* **What the task requires**
Reproduce the passage from the text on turning CRM custom fields into columns, starting at "Two tables in" and ending at "properly named column.".

When to use this
CRMs like Pipedrive, HubSpot, and Salesforce allow users to define custom fields on entities like deals, contacts, or companies. In the raw data, these typically appear as a separate key-value table (e.g., deal_fields) where each row maps a field key to a label, rather than as columns on the main entity table.
To make this data usable for analysis, you need to join the custom fields definition table with the main entity and pivot the key-value pairs into proper columns.
Two tables in the Raw layer:
deals — the main entity table, with custom fields stored as a JSON object mapping field keys to values:
| deal_id | deal_name | amount | custom_fields |
|---|
| 1 | Acme Corp | 50000 | {“cf_1”: “Enterprise”, “cf_2”: “Alice”, “cf_3”: “2024-06-01”} |
| 2 | Globex Inc | 12000 | {“cf_1”: “SMB”, “cf_2”: “Bob”, “cf_3”: “2024-07-15”} |
| 3 | Initech | 8500 | {“cf_1”: “Mid-Market”, “cf_2”: “Carol”, “cf_3”: null} |
deal_fields — the field definitions table, mapping each key to a human-readable label:
| field_key | field_label |
|---|
| cf_1 | Segment |
| cf_2 | Account Owner |
| cf_3 | Expected Close |
We want a final table where each custom field becomes a properly named column.
Implementation
Nekt Express / BigQuery
Athena SQL
Python (Nekt SDK)
Use JSON_VALUE to extract each custom field, with column aliases derived from the field definitions.SELECT
d.deal_id,
d.deal_name,
d.amount,
JSON_VALUE(d.custom_fields, '$.cf_1') AS segment,
JSON_VALUE(d.custom_fields, '$.cf_2') AS account_owner,
JSON_VALUE(d.custom_fields, '$.cf_3') AS expected_close
FROM `raw.deals` AS d
For a fully dynamic approach where custom field definitions change frequently, consider using a scripting block in BigQuery:DECLARE field_keys ARRAY<STRING>;
SET field_keys = (SELECT ARRAY_AGG(field_key) FROM `raw.deal_fields`);
-- Build dynamic SQL based on field_keys
Use json_extract_scalar to pull each custom field value and rename it using the known mapping.SELECT
d.deal_id,
d.deal_name,
d.amount,
json_extract_scalar(d.custom_fields, '$.cf_1') AS segment,
json_extract_scalar(d.custom_fields, '$.cf_2') AS account_owner,
json_extract_scalar(d.custom_fields, '$.cf_3') AS expected_close
FROM raw.deals AS d
If you want to build this dynamically from the deal_fields table (e.g., when field keys change often), you’ll need to generate the SQL programmatically. A common approach is to query deal_fields first, build the SELECT list, and then execute the final query.

* **Data entries**

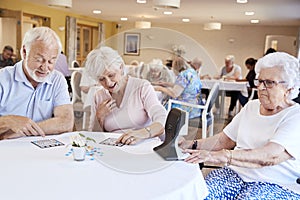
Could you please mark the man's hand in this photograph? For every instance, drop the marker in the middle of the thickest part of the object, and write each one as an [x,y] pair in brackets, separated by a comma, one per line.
[19,126]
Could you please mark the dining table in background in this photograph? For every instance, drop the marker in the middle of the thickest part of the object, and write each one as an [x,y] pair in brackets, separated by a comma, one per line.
[127,172]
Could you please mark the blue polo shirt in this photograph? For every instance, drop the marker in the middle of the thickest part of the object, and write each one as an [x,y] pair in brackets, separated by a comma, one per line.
[19,97]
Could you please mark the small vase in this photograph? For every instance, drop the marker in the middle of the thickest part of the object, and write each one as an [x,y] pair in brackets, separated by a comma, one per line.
[79,153]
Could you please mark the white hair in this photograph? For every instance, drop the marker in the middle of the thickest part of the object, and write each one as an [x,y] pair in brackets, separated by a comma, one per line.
[230,58]
[289,66]
[156,64]
[100,59]
[44,34]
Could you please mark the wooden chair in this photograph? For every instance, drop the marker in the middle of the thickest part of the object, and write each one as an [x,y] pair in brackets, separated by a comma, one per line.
[207,118]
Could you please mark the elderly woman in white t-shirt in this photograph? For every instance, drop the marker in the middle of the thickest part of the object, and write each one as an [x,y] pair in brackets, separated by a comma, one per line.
[126,105]
[260,147]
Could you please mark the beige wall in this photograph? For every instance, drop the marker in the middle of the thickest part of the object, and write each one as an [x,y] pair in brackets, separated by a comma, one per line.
[58,16]
[241,41]
[211,46]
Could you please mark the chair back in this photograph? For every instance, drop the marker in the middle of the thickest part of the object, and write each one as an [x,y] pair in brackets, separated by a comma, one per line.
[213,94]
[75,82]
[75,64]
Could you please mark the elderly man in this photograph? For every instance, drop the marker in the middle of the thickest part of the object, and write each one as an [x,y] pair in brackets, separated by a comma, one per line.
[5,57]
[34,98]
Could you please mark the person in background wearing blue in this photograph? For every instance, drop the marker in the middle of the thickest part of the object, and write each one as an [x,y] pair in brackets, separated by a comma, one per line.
[34,98]
[230,71]
[62,66]
[187,87]
[6,57]
[260,146]
[250,64]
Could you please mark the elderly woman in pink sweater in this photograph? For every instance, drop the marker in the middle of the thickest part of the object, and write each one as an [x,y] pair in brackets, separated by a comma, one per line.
[126,105]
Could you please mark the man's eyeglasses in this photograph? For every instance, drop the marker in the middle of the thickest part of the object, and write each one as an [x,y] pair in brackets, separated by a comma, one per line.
[267,83]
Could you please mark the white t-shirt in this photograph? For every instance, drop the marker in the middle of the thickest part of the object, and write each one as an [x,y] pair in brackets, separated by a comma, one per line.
[249,129]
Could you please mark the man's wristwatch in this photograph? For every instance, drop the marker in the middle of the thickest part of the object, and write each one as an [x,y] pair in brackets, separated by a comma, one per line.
[148,129]
[195,144]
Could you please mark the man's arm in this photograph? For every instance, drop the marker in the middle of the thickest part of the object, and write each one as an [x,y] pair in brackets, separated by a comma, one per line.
[63,120]
[14,126]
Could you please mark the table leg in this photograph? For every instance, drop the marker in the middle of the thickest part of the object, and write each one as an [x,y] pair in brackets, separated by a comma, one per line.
[222,103]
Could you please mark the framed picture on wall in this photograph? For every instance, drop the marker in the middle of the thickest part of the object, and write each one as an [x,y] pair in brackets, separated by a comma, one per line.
[132,44]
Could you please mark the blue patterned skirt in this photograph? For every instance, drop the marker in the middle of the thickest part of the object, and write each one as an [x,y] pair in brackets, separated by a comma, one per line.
[226,184]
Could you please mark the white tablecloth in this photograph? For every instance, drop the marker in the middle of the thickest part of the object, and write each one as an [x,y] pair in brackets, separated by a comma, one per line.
[128,172]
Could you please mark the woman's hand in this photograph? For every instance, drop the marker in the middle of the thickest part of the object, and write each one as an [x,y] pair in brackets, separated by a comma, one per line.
[129,138]
[185,144]
[200,156]
[105,108]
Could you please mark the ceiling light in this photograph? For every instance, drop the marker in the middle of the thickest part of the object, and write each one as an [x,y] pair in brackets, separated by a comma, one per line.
[249,13]
[166,3]
[168,12]
[142,24]
[60,3]
[186,20]
[242,1]
[254,21]
[97,11]
[212,26]
[141,1]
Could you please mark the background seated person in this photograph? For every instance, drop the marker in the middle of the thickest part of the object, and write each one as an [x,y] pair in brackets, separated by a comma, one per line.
[250,64]
[6,57]
[196,63]
[62,66]
[126,105]
[157,72]
[264,136]
[187,87]
[230,71]
[34,98]
[86,83]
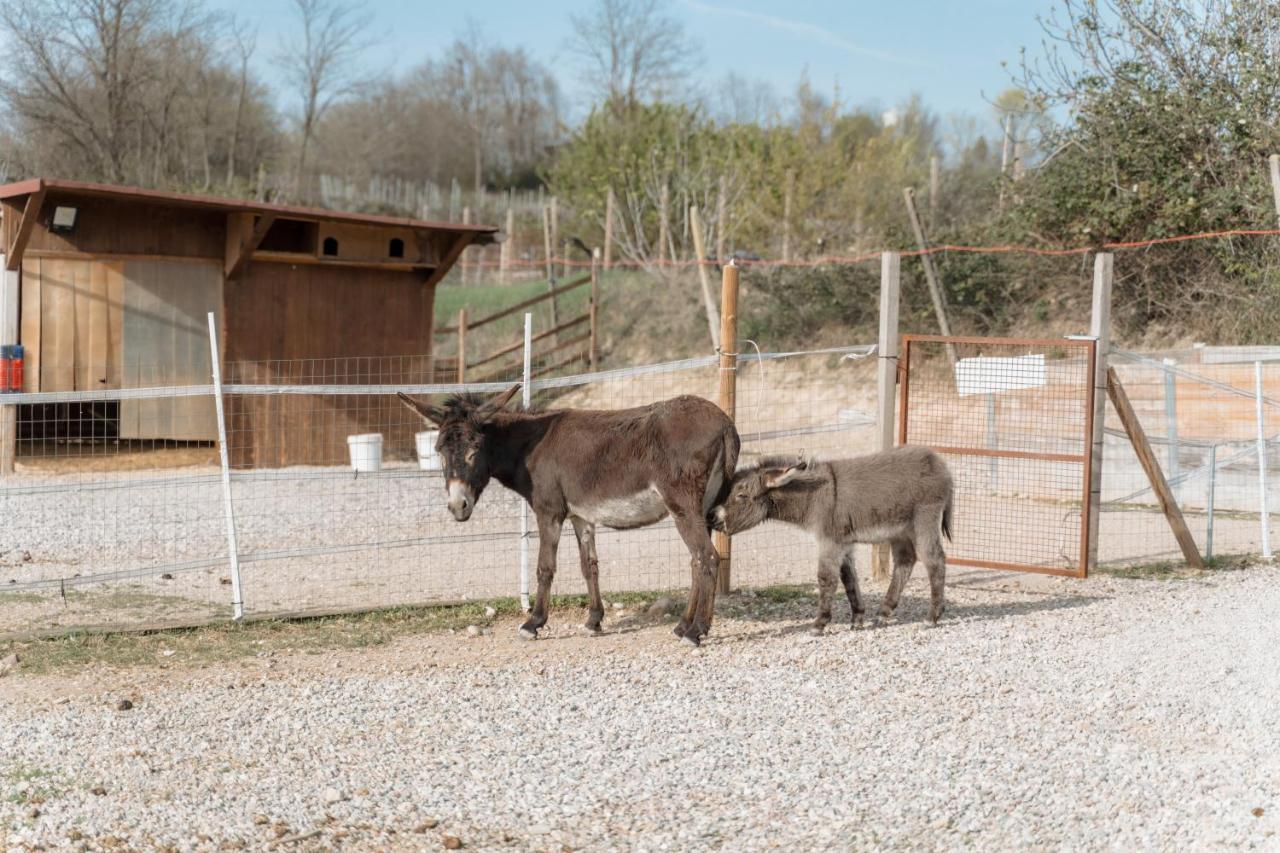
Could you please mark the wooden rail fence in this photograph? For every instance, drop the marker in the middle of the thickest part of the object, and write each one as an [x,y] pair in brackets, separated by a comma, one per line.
[584,345]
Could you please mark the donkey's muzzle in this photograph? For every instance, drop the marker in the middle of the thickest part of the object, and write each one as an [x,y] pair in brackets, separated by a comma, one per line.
[460,501]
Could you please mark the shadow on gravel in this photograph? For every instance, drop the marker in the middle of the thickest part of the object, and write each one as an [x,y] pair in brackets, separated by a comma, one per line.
[795,615]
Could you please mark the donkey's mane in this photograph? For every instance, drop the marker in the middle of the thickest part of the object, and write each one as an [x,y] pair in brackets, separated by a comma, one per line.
[466,404]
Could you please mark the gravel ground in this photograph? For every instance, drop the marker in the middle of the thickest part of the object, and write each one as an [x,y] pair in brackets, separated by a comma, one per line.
[1042,714]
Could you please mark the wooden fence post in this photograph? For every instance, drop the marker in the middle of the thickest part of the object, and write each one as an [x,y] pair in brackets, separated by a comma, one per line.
[931,274]
[465,261]
[727,389]
[608,229]
[8,334]
[554,233]
[1275,181]
[594,347]
[1100,328]
[508,246]
[935,181]
[462,345]
[721,219]
[786,214]
[886,379]
[713,320]
[1147,457]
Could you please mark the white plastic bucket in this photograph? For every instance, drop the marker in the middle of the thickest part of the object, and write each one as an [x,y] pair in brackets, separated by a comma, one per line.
[366,451]
[428,459]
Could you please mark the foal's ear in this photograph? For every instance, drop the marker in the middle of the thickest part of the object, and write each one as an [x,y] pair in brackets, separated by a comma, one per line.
[501,400]
[429,414]
[778,477]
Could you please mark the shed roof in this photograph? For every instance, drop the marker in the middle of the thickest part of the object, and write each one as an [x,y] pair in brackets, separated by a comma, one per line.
[481,235]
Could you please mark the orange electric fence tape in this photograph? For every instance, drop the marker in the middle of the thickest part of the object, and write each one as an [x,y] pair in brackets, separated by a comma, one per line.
[827,260]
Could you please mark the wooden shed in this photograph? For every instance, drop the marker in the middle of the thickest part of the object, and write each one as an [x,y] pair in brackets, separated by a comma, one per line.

* **Task solution**
Two tables in the Raw layer:
deals — the main entity table, with custom fields stored as a JSON object mapping field keys to values:
| deal_id | deal_name | amount | custom_fields |
|---|
| 1 | Acme Corp | 50000 | {“cf_1”: “Enterprise”, “cf_2”: “Alice”, “cf_3”: “2024-06-01”} |
| 2 | Globex Inc | 12000 | {“cf_1”: “SMB”, “cf_2”: “Bob”, “cf_3”: “2024-07-15”} |
| 3 | Initech | 8500 | {“cf_1”: “Mid-Market”, “cf_2”: “Carol”, “cf_3”: null} |
deal_fields — the field definitions table, mapping each key to a human-readable label:
| field_key | field_label |
|---|
| cf_1 | Segment |
| cf_2 | Account Owner |
| cf_3 | Expected Close |
We want a final table where each custom field becomes a properly named column.